The task: Retype the data exactly, leaving nothing out.

Extracted material:
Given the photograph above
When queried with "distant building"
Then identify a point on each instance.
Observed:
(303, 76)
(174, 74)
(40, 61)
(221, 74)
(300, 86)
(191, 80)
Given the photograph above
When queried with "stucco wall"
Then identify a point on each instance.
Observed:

Finished task:
Given the photograph above
When queried with "distant building"
Then identify a point on each instance.
Observed:
(303, 76)
(174, 74)
(40, 61)
(221, 74)
(300, 86)
(191, 80)
Given the photograph above
When queried with "stucco wall"
Then identify a point on each instance.
Observed:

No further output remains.